Those lines of the data that hold the word "give" are to be copied out.

Saved data entries
_ _ _ _

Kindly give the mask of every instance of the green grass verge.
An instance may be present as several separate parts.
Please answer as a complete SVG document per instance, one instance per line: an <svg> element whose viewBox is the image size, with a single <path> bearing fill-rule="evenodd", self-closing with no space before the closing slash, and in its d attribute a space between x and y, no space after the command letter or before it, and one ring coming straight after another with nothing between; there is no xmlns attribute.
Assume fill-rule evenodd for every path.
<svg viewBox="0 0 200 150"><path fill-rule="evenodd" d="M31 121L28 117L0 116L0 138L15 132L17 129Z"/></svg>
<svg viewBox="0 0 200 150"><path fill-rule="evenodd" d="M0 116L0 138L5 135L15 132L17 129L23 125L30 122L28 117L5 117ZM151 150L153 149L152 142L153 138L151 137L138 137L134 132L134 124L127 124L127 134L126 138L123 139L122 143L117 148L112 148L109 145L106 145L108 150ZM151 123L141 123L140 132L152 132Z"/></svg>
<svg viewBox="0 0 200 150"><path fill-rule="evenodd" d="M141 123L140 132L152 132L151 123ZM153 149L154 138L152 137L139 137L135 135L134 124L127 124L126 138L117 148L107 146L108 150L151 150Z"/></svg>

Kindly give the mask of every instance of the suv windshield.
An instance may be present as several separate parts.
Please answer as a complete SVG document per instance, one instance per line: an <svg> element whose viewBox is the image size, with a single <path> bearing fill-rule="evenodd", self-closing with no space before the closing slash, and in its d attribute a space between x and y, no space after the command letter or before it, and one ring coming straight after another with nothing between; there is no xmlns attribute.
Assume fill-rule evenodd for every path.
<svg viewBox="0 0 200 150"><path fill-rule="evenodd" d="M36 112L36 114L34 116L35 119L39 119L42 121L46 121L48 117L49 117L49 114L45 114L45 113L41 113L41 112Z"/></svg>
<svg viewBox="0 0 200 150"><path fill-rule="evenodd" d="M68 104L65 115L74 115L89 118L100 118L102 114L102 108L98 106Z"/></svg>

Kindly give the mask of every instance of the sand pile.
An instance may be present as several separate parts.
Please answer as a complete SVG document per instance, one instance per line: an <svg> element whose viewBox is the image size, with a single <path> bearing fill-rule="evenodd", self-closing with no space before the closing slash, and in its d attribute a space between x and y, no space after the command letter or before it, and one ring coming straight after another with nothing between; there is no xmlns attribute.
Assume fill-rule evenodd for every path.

_ _ _ _

*Output below*
Kindly give the mask of every instance of the green grass verge.
Kindly give the mask of every instance of the suv windshield.
Kindly give the mask of every instance of the sand pile.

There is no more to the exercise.